## Aufgabenstellung
Ermittle in den folgenden Einträgen jede Zeile, die die Zeichenfolge „plank“ enthält, und gib diese Zeilen vollständig wieder. Dabei ist auf Groß- und Kleinschreibung zu achten.

## Extrahierte Daten
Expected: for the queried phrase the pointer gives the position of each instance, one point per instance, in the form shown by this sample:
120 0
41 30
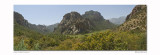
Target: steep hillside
97 19
73 23
19 19
136 20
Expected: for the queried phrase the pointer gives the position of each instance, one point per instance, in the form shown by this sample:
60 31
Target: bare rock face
74 23
137 19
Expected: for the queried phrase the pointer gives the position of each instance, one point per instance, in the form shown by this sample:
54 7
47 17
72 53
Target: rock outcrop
136 20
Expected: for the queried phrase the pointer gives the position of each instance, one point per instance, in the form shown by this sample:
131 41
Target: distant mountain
136 20
19 20
51 27
118 21
98 21
74 23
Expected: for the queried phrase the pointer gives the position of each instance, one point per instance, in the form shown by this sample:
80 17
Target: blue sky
50 14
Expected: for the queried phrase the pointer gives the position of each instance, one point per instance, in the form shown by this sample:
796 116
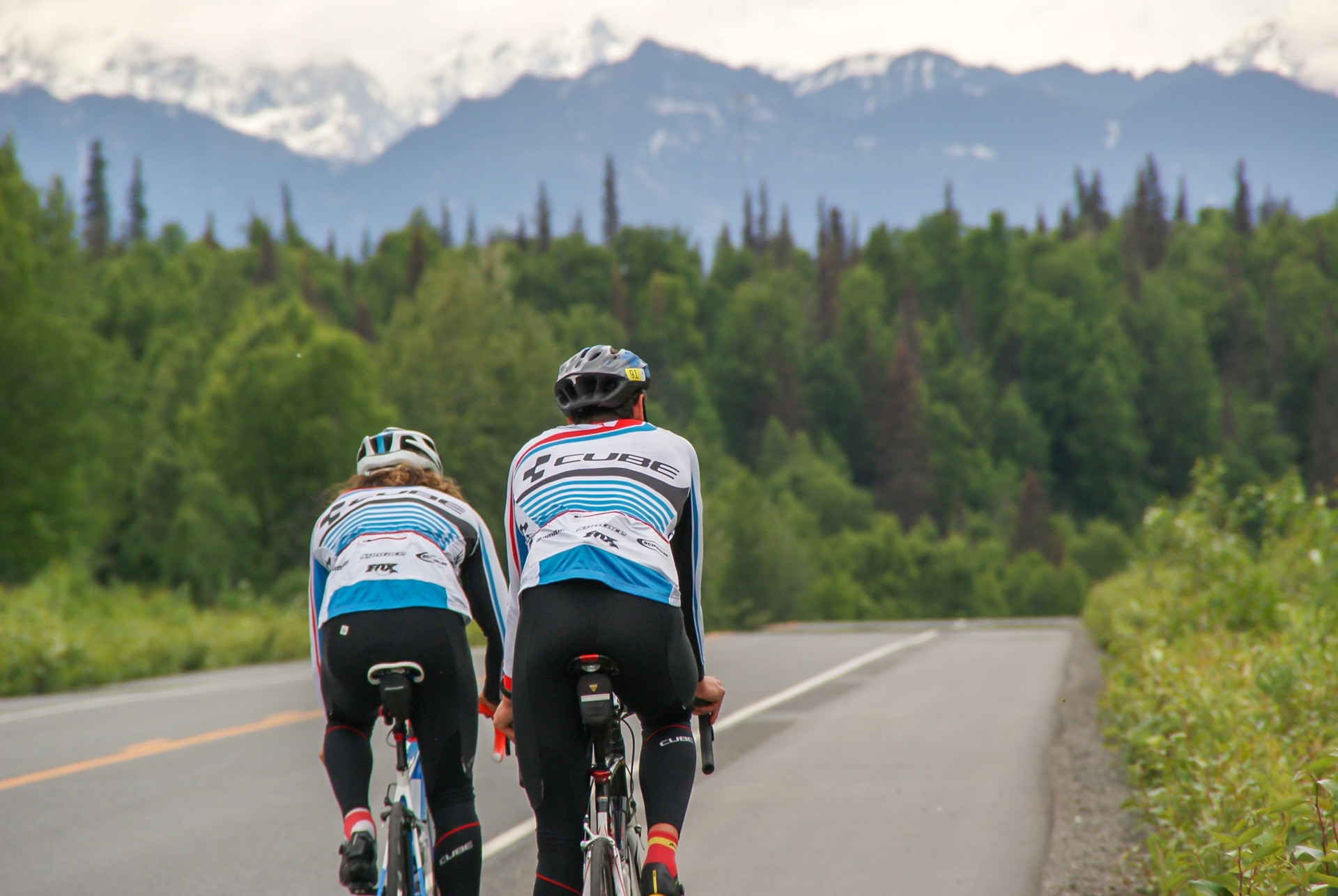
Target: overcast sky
401 42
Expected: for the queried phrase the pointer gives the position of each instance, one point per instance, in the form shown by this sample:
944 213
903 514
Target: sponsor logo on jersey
653 546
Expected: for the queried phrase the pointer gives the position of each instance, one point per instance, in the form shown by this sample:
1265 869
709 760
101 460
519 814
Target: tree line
926 422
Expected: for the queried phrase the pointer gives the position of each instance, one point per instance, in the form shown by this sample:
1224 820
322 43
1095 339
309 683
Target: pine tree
542 219
610 203
292 235
1240 215
783 245
417 263
137 228
97 231
1033 529
208 237
1147 231
763 217
1322 430
905 477
445 233
750 237
263 241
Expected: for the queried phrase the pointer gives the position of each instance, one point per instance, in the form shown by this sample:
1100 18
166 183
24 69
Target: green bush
1223 688
62 631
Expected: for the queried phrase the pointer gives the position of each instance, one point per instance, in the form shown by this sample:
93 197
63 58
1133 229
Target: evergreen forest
949 420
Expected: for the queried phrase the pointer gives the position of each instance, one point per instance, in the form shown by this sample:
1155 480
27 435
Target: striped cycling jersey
385 548
615 502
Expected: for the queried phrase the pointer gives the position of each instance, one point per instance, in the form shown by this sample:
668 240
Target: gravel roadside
1091 832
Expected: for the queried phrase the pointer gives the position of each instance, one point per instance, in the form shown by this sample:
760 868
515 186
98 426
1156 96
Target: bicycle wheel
600 870
399 865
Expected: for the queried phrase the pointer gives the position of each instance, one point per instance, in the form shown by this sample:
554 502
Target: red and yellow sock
663 847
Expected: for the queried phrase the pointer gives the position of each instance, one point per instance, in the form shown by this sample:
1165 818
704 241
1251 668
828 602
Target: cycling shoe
656 880
357 867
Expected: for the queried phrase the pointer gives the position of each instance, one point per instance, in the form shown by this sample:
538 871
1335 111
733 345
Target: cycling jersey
617 503
388 548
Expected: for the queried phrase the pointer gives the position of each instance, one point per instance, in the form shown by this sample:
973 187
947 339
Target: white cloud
346 77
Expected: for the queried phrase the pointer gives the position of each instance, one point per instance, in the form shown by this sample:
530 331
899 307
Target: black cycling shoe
357 867
656 880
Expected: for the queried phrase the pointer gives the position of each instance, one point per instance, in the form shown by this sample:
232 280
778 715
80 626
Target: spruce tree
610 203
905 475
137 228
542 219
1242 219
750 237
445 233
97 231
763 217
292 235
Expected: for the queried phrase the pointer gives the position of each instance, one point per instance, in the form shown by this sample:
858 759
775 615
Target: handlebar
708 744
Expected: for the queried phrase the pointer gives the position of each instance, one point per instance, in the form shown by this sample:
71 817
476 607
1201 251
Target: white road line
139 696
512 836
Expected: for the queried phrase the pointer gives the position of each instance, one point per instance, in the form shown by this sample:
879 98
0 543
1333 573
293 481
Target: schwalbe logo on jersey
645 542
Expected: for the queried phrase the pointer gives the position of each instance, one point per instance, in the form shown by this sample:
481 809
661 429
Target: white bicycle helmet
394 446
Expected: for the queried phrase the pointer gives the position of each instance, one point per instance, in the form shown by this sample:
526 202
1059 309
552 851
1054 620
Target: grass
1222 688
62 630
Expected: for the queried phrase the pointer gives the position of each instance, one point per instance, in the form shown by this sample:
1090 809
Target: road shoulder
1091 831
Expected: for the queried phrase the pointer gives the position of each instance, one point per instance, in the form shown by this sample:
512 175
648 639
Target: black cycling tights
445 721
657 677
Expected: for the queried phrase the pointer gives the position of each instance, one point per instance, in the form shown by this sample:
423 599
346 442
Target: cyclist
399 566
603 546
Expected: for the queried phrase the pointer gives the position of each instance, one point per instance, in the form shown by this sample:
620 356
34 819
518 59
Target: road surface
917 771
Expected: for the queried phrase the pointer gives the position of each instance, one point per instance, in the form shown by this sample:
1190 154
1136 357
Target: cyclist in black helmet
603 542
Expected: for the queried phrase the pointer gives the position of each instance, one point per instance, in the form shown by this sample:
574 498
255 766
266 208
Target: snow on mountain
336 111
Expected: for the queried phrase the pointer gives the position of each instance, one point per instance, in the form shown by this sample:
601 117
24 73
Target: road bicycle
612 843
406 867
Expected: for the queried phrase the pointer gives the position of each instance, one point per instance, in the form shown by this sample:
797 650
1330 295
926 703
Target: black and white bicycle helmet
600 376
394 446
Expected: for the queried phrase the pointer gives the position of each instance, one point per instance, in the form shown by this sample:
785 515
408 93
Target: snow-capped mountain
336 111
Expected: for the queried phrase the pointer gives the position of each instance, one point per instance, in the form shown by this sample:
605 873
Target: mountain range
879 135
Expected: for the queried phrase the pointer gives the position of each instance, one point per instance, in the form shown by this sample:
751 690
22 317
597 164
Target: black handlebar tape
708 744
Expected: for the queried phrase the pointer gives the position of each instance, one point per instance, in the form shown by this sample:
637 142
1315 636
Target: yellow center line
161 746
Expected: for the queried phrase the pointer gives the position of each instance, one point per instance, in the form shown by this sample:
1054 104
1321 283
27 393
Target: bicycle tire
399 867
600 870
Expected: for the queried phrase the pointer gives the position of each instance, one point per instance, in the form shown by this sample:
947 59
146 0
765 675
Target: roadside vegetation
944 420
1222 686
63 630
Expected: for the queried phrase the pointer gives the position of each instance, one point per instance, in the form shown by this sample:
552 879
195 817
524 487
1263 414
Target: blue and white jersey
385 548
616 502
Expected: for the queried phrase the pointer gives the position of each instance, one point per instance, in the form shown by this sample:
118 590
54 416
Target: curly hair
398 477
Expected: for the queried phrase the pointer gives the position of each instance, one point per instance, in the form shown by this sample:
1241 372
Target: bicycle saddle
410 670
593 663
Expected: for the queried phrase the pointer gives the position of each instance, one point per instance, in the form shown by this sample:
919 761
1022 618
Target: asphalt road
917 772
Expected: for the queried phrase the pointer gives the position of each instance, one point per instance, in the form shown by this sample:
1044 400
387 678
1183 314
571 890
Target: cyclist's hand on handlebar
709 696
502 718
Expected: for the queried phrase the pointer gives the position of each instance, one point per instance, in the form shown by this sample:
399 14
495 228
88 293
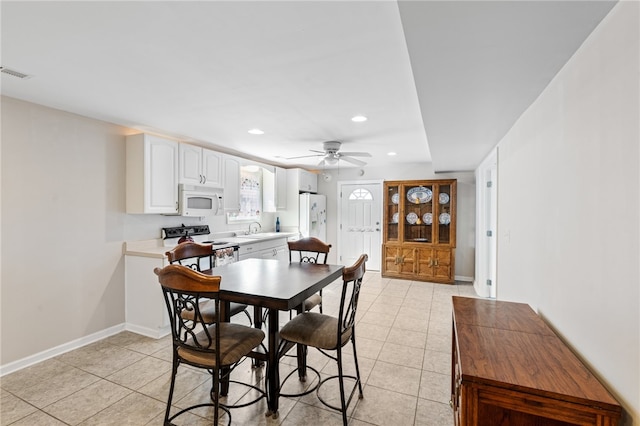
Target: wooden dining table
274 285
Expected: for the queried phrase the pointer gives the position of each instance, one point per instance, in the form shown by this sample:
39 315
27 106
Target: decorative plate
427 218
445 218
419 195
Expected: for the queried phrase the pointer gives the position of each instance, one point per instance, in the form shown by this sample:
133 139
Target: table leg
257 323
225 316
273 367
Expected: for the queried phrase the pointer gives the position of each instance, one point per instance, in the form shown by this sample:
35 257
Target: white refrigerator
313 216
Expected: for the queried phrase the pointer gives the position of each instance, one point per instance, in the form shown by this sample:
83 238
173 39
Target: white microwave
200 201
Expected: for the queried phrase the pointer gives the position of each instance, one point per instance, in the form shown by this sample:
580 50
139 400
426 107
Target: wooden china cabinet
419 235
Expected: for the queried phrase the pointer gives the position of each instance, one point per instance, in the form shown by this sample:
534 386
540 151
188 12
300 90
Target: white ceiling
436 79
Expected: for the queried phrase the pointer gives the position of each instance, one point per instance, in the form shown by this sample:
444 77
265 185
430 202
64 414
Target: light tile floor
404 352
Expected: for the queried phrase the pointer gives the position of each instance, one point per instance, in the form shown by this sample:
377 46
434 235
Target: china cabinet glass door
418 213
393 213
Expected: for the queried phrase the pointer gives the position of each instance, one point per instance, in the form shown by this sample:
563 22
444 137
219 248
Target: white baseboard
59 350
149 332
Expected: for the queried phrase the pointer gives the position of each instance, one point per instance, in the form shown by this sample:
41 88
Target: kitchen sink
262 235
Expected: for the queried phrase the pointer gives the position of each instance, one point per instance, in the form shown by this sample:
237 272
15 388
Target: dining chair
199 257
200 342
329 333
309 250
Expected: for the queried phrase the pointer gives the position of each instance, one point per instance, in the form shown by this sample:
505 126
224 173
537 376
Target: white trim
155 333
59 350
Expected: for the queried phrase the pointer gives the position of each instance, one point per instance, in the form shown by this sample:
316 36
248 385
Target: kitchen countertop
156 248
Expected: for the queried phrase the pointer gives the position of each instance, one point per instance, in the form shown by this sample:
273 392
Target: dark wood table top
505 344
271 283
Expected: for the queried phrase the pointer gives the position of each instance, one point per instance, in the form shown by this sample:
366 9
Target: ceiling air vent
5 70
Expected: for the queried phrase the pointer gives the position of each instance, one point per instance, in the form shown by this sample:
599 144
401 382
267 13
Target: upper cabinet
151 175
304 180
420 230
281 188
274 189
200 166
231 173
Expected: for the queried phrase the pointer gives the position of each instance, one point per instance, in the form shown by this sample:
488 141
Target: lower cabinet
419 263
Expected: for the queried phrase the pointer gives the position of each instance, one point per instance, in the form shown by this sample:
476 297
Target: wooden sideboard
510 368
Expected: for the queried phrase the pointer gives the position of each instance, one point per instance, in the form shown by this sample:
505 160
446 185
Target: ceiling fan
331 155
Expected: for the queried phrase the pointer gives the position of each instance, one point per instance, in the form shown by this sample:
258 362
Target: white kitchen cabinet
200 166
270 249
281 188
151 174
274 189
303 180
231 183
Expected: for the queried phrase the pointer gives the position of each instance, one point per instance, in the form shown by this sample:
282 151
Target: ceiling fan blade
355 154
302 156
353 161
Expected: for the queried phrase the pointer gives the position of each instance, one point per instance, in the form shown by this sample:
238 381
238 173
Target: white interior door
360 227
492 225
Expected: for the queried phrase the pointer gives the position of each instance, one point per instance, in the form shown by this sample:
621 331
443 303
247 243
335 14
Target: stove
223 251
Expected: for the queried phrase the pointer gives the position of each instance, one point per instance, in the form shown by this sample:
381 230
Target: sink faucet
254 229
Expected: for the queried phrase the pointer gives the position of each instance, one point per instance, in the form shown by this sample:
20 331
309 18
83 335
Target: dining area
199 303
403 353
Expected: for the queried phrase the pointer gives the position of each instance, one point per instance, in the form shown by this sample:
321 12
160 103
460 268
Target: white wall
465 231
568 212
63 227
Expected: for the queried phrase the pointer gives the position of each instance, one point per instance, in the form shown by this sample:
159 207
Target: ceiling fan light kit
331 155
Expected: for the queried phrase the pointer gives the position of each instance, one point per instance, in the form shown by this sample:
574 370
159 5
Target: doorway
360 227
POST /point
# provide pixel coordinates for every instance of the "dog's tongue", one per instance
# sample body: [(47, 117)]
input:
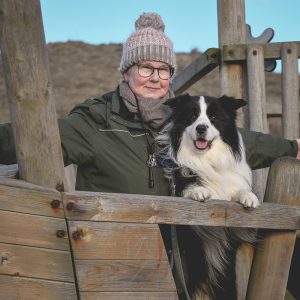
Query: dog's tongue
[(201, 144)]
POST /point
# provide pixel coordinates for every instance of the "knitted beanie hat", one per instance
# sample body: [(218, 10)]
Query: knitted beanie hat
[(148, 42)]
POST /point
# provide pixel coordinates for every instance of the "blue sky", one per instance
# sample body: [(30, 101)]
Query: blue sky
[(189, 23)]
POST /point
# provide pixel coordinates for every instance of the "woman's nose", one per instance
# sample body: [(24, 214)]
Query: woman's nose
[(154, 76)]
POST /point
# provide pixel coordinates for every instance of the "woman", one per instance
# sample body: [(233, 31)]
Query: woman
[(111, 138)]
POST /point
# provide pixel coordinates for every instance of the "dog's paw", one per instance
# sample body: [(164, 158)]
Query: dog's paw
[(198, 193), (248, 199)]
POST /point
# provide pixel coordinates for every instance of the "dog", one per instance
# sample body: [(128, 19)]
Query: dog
[(208, 162)]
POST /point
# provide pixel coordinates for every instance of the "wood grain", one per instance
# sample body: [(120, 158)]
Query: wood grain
[(18, 288), (124, 275), (238, 52), (30, 94), (290, 91), (271, 264), (129, 295), (32, 262), (205, 63), (100, 240), (30, 230), (134, 208)]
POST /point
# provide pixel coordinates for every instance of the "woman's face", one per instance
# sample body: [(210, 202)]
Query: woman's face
[(148, 87)]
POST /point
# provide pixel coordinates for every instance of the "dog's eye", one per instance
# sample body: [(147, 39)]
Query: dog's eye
[(212, 118), (193, 118)]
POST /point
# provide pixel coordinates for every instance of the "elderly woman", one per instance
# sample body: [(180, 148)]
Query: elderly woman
[(111, 138)]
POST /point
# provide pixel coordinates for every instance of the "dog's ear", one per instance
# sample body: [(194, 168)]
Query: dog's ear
[(233, 102), (177, 101)]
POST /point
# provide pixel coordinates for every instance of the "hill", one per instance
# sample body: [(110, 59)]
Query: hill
[(80, 71)]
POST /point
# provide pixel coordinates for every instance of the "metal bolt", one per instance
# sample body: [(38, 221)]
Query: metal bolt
[(230, 52), (76, 235), (60, 233), (70, 206), (3, 259), (55, 203), (60, 187)]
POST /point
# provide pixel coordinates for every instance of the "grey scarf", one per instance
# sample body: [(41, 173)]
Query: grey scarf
[(153, 111)]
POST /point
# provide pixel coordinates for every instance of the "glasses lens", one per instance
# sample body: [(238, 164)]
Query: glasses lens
[(164, 73), (145, 71)]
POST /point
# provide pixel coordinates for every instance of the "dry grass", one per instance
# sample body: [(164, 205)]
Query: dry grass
[(81, 71)]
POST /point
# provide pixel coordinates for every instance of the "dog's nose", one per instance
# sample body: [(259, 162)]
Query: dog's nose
[(201, 128)]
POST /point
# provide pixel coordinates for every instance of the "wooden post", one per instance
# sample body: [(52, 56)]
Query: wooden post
[(232, 30), (269, 273), (29, 90), (290, 91), (39, 154)]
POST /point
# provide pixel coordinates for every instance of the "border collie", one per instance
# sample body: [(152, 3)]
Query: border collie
[(209, 162)]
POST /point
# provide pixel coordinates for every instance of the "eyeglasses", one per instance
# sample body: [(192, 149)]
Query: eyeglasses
[(163, 73)]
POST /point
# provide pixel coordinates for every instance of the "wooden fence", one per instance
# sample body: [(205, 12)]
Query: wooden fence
[(73, 245)]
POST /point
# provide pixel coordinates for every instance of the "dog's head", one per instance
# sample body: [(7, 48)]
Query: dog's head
[(203, 119)]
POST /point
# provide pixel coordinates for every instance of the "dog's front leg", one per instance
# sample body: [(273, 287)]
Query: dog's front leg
[(247, 198), (197, 192)]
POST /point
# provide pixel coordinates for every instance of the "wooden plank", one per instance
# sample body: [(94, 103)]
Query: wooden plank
[(18, 288), (32, 262), (238, 52), (98, 240), (290, 91), (45, 202), (9, 171), (148, 209), (31, 230), (129, 295), (273, 255), (124, 275), (30, 94), (205, 63), (232, 30)]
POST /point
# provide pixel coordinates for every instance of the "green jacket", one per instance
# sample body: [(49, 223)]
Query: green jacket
[(108, 144)]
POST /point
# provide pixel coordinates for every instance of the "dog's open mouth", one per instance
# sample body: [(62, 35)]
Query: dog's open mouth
[(202, 144)]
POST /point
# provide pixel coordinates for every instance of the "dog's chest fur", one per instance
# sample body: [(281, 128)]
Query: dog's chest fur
[(210, 163)]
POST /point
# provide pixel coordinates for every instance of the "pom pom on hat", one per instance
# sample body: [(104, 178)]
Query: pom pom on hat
[(152, 20), (148, 42)]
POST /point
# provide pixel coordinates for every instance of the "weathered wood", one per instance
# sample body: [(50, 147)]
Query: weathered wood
[(129, 295), (290, 90), (48, 264), (232, 30), (124, 275), (91, 206), (272, 258), (19, 196), (9, 171), (257, 106), (30, 95), (238, 52), (18, 288), (36, 134), (98, 240), (196, 70), (30, 230)]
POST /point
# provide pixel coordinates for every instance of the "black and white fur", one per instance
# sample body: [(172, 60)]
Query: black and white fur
[(210, 163)]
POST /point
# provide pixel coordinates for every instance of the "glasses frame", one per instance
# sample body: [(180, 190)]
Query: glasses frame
[(171, 70)]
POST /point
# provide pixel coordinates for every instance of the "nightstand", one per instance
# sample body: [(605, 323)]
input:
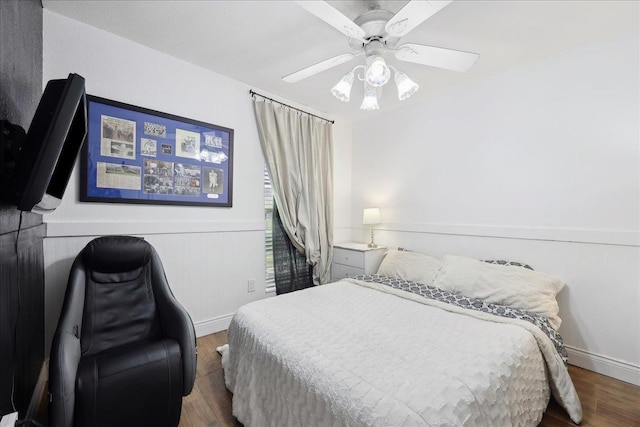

## Antwort
# provide pixel coordinates for every instance of the "wooden plank", one per instance
Query: wooden plank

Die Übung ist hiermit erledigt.